- Opening Delimiter -

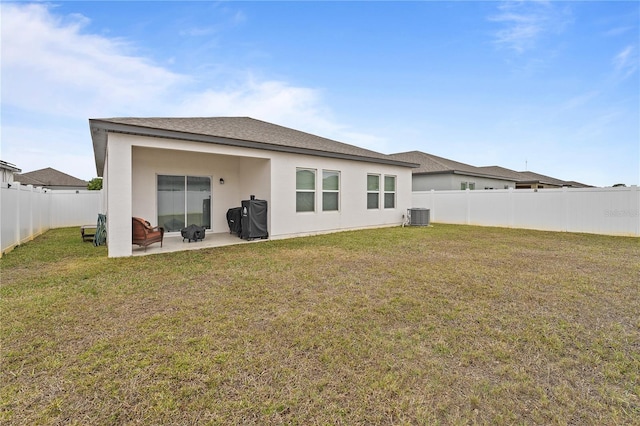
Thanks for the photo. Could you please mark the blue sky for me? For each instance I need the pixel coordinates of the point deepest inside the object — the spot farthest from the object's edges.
(551, 87)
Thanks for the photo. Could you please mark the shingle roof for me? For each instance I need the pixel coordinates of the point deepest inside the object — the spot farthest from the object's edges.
(49, 177)
(502, 172)
(531, 177)
(9, 166)
(432, 164)
(238, 131)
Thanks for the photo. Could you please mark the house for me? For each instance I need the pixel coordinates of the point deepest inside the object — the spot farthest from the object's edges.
(8, 172)
(180, 171)
(440, 173)
(531, 180)
(52, 179)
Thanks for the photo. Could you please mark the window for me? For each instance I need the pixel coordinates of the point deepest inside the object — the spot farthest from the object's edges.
(183, 200)
(330, 190)
(389, 192)
(305, 190)
(373, 191)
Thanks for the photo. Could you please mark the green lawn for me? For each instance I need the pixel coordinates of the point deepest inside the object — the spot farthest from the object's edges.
(418, 325)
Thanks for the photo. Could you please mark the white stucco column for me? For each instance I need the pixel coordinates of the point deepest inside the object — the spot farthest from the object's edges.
(119, 195)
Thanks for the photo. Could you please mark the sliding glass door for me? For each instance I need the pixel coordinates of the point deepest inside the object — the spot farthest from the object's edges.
(182, 201)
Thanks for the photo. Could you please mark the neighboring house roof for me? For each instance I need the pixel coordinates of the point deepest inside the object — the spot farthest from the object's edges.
(532, 177)
(235, 131)
(432, 164)
(9, 166)
(49, 177)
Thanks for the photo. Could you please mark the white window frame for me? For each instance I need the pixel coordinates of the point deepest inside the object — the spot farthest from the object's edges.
(395, 185)
(331, 191)
(312, 191)
(377, 192)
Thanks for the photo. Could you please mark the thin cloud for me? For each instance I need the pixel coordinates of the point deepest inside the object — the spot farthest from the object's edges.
(50, 66)
(525, 23)
(58, 73)
(626, 62)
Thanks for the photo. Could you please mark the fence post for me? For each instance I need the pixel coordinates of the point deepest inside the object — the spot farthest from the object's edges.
(467, 193)
(511, 207)
(432, 203)
(565, 209)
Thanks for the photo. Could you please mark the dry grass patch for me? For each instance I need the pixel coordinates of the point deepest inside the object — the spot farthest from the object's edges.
(439, 325)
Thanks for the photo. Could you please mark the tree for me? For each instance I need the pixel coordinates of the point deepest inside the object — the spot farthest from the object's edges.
(95, 184)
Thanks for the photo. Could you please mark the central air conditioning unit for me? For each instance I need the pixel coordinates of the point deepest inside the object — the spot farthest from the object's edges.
(419, 217)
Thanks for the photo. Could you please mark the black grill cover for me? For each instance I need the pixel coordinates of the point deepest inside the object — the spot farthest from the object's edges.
(192, 232)
(254, 219)
(234, 219)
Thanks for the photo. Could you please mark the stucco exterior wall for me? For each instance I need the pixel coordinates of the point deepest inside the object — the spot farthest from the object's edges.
(452, 181)
(133, 163)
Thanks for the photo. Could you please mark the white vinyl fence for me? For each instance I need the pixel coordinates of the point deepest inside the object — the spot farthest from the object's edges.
(27, 211)
(608, 211)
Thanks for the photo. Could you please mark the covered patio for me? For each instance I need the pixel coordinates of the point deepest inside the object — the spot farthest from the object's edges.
(173, 243)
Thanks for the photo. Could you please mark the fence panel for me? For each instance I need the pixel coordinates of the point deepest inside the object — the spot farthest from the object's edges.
(71, 208)
(609, 211)
(26, 212)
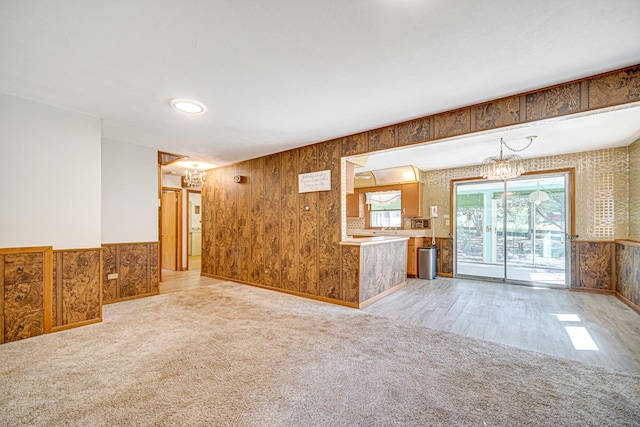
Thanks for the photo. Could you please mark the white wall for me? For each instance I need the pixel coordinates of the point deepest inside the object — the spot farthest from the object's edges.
(49, 176)
(129, 193)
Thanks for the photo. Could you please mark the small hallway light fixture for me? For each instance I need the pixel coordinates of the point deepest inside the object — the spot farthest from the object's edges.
(195, 177)
(188, 106)
(503, 167)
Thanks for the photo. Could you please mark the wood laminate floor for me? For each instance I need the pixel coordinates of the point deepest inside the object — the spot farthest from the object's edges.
(537, 319)
(529, 318)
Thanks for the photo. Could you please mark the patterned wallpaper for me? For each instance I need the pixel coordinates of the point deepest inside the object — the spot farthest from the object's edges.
(602, 190)
(634, 191)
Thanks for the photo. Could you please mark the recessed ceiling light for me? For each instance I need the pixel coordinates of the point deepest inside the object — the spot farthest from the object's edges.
(188, 106)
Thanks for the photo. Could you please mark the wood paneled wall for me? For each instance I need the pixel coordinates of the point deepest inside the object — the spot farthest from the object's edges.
(592, 266)
(628, 272)
(136, 266)
(77, 288)
(260, 232)
(383, 268)
(25, 292)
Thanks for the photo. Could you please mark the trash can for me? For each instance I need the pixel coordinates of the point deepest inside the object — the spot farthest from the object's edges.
(427, 257)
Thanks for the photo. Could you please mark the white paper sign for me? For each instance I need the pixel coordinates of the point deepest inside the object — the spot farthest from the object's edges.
(314, 181)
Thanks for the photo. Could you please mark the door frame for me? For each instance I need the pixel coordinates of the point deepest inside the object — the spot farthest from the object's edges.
(569, 233)
(179, 231)
(189, 192)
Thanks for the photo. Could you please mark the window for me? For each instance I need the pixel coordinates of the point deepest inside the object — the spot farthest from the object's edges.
(385, 208)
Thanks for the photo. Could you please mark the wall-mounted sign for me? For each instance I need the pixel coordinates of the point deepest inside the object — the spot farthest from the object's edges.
(314, 181)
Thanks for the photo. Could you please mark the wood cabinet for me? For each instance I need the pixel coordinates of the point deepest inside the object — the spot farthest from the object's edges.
(355, 204)
(412, 200)
(25, 288)
(412, 255)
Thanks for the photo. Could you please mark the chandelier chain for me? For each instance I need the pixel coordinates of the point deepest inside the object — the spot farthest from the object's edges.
(522, 149)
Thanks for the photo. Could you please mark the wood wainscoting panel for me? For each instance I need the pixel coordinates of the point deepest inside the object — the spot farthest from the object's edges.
(154, 276)
(135, 267)
(273, 235)
(329, 214)
(350, 265)
(383, 268)
(628, 271)
(23, 268)
(26, 289)
(594, 265)
(554, 102)
(613, 89)
(308, 225)
(289, 220)
(110, 264)
(77, 287)
(381, 139)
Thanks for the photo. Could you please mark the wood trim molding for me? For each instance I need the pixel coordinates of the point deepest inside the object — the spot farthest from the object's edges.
(629, 303)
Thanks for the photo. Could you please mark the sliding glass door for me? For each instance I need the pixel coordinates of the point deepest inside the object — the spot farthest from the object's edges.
(513, 231)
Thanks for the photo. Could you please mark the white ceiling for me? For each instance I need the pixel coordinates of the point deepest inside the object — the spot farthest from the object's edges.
(280, 74)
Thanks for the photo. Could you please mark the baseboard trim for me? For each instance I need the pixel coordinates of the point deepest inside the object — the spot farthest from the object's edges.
(285, 291)
(592, 291)
(76, 325)
(627, 302)
(150, 294)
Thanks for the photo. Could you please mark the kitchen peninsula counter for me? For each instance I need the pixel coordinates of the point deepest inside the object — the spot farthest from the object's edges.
(374, 266)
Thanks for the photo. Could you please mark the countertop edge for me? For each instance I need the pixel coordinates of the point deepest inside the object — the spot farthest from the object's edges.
(377, 240)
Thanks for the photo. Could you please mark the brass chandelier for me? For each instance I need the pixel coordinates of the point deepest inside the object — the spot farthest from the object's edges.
(503, 167)
(194, 178)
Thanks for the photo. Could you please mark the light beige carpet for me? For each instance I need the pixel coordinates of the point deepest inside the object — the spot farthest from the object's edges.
(230, 354)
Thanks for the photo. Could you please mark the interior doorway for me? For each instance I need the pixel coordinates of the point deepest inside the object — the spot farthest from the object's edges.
(194, 227)
(169, 228)
(514, 231)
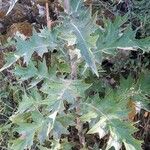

- Closing Delimiter -

Each line above should be written out again unchanged; no images are to be carried over.

Thanks for the photo. Could you please mark the blue sky for me? For each instance I need the pixel coordinates of the point deepest inside the object — the spot farthest from the object's edges.
(551, 87)
Thanks for the photo. Could you please mark the shingle roof for me? For each instance I need the pixel coordinates of the point deepest inside the object — the spot farthest from the object's edges.
(49, 177)
(502, 172)
(531, 177)
(9, 166)
(432, 164)
(238, 131)
Thanks for the photo. Could you please mark the house for me? For each instance I need the pixel coordinates of the point deepest inside the object — the spot farthest from the object's edges.
(8, 172)
(180, 171)
(440, 173)
(531, 180)
(52, 179)
Thanks for the photo. Could you please mark the window for me? For each instance I need the pixel coordinates of the point deepest inside the object — the spot farthest from the object's edges.
(183, 200)
(330, 190)
(389, 192)
(305, 190)
(373, 191)
Thanks for the photo. Could you please mark the green lawn for me? For each instance I need the pixel coordinates of the point deepest inside the object — the spot farthest from the object's edges.
(418, 325)
Thanks for the photo. Could you please mark the white stucco column for me? For each instance I need the pixel coordinates of the point deepest inside the object — the spot farthest from the object's edges.
(119, 195)
Thanks for the photo. Could you please mark the sliding glass door for me? For each instance I need the pixel coordinates of the point deepest inside the object — the spot farthest from the object's edges.
(182, 201)
Thanks for the photo. Could you please mark the neighboring house roof for me? For each instance I need the pixel coordinates of the point deepest inside the object — the spot farthest from the object's edges.
(532, 177)
(235, 131)
(432, 164)
(9, 166)
(49, 177)
Thanks for the photo. Could you please mark the white window frame for me? For each instance I need the pixel coordinates of the point deepest inside the object — the spot farthest from the object's edges.
(395, 185)
(331, 191)
(312, 191)
(377, 192)
Thanks for the photo. Could you please mark the thin cloud for me? For each instance I need the pixel coordinates of the point deepest inside the object — the spot farthest from the object's edges.
(50, 66)
(525, 23)
(58, 73)
(626, 62)
Thanks for the photo. Could you please mark the fence post for me? For each instance I need the pixel coordinates of the point deepest inside the object — the spot farthest from the object's edges.
(467, 193)
(511, 207)
(432, 203)
(565, 209)
Thanks for the photo. Could you please mark the dry grass patch for me? For each instance I need the pixel coordinates of the point deepest inside the object — the spot farthest from the object's edges.
(439, 325)
Thanks for the photo. Could you please mark the tree for me? For each instance I need the pixel coordinates of the point deepest inside the object — the spot farthest from the object's edges.
(95, 184)
Thanks for the photo. Could you please mark the central air conditioning unit for me? For each instance I need the pixel coordinates of the point deepest inside the object — the spot farthest from the object's edges.
(419, 217)
Thanks for the photo. Could you please mark the black grill cover for me? For each instance I need the pixel coordinates of the point deepest inside the object — the spot farthest from the object's edges.
(192, 232)
(254, 219)
(234, 219)
Thanks for the photo. Could you please mark the stucco exterior wall for me? For each instance I need the pixel coordinates of the point deepest inside the object — the spot farthest from the object's edges.
(452, 181)
(133, 163)
Thanks for the photo. Could you please mark the white vinyl fence for me? For each instance I need the pixel coordinates of the point deepest inside the object — the spot farthest from the object's edges.
(27, 211)
(608, 211)
Thanks for the photo. Could you please mark the covered patio for me? For each instance I need the pixel coordinates of the point deepest inside the object — the spot farthest from the object's edges.
(173, 243)
Thanks for the photo. Could you please mark the fence panel for me? For each instance I need the pixel coordinates of the point deepest inside the object — the spot farthest from the object's edges.
(71, 208)
(609, 211)
(26, 212)
Thanks for the photo. Could you please mark the white wall for me? For each instance I need the pixel coordinates of the point deepest inside the object — the spot farthest from the object's edges.
(49, 176)
(129, 193)
Thanks for the photo. Could you please mark the small hallway light fixture for me? For each instance I need the pixel coordinates of the point deepest inside the object — the spot farthest from the object's edges.
(195, 177)
(188, 106)
(503, 167)
Thanks for the photo. Could you please mark the wood laminate floor for me? For each instance I need the pixel coordinates of the point deepest inside the object — the spot farthest from the object's edges.
(537, 319)
(529, 318)
Thanks for the photo. Could you please mark the patterned wallpaper for me? For each instance I need the pixel coordinates of the point deepest inside the object — the spot farthest from the object's edges.
(602, 190)
(634, 191)
Thanks for the photo. Could you please mark the recessed ceiling light for me? For each instance I need the pixel coordinates of the point deepest inside the object — the spot farthest from the object's edges.
(188, 106)
Thanks for the photo. Could you please mark the wood paneled wall for me? For each instance I need the pixel coordinates of the point deepest inside the object — the spot farthest from the object's edges.
(592, 266)
(628, 272)
(136, 266)
(77, 288)
(260, 232)
(383, 268)
(25, 292)
Thanks for the photo. Could you please mark the trash can for me? For each instance I need the pixel coordinates of the point deepest inside the object — the spot farthest from the object's edges.
(427, 257)
Thanks for the photo. Could you please mark the white paper sign for me? For each instance I need the pixel coordinates of the point deepest inside the object — the spot farthest from the object's edges.
(314, 181)
Thanks for the photo. Could you please mark the door frame for me? For each instance I need the pixel coordinates of the point deepest inside the object — the spot farthest from the object's edges.
(569, 233)
(179, 231)
(189, 192)
Thanks for the photo. Could you please mark the window for me? For each instance I need the pixel coordinates of the point deepest inside the object — the spot farthest from the object's edges.
(385, 208)
Thanks for the photo. Could you please mark the wall-mounted sign for me? For each instance I need the pixel coordinates of the point deepest inside the object — the spot farthest from the object's edges.
(314, 181)
Thanks for the photo. Could you please mark the wood cabinet for me? For each instance I need the pixel coordinates of the point deepest inside the object — the spot farthest from the object's edges.
(355, 204)
(412, 200)
(25, 288)
(412, 255)
Thanks for the photo. Could you please mark the chandelier chain for me? For each instance I need the pixel coordinates of the point deepest inside the object — the spot farthest from the object's edges.
(522, 149)
Thanks for the photo. Could you please mark the wood wainscoting panel for me? For each instance I need the pixel coordinates of the point deepest inside the object — the spot farthest from the object's edges.
(154, 276)
(135, 267)
(273, 235)
(329, 214)
(350, 265)
(383, 268)
(628, 271)
(23, 268)
(26, 289)
(594, 265)
(554, 102)
(613, 89)
(308, 225)
(289, 220)
(110, 264)
(77, 287)
(381, 139)
Thanks for the photo. Could you please mark the wood trim molding for me? For each instance I need the pixel coordinates of the point deepest inside the object — the spot farthest from the object's edges.
(629, 303)
Thanks for the photo. Could you please mark the sliding glass door for me? For each instance I need the pixel coordinates of the point deepest inside the object — the spot farthest from the object's edges.
(513, 231)
Thanks for the photo. Could you please mark the white ceiling for me? For each instance I need the pixel coordinates of the point deepest inside the object — the spot farthest from the object's edges.
(280, 74)
Thanks for the photo. Could you please mark the baseboard trim for me? For each instance I need the pixel coordinates of the point deepest inside the object — the spot farthest from the object's edges.
(285, 291)
(592, 291)
(76, 325)
(627, 302)
(150, 294)
Thanks for the photo. Could you please mark the kitchen peninsula counter for me? For each instance I need the pixel coordinates of the point deepest inside the object — the spot farthest from the object's edges.
(374, 266)
Thanks for the photo. Could you please mark the countertop edge for me? For each instance I need the pixel coordinates of the point deepest inside the object — the spot farthest from the object's edges.
(377, 240)
Thanks for the photo. Could you please mark the brass chandelier for me? For each instance I need the pixel coordinates of the point deepest inside the object — the spot farthest from the object's edges.
(503, 167)
(194, 178)
Thanks for the photo. Could you please mark the light beige carpet for me? For each instance I need the pixel coordinates of the point deepest inside the object — the spot farthest from the object's edges.
(230, 354)
Thanks for the photo. Could you please mark the interior doorway for me? For each instance I need the pixel coordinates of the point deepest inside the object — the spot farthest from the object's edges.
(194, 227)
(169, 228)
(514, 231)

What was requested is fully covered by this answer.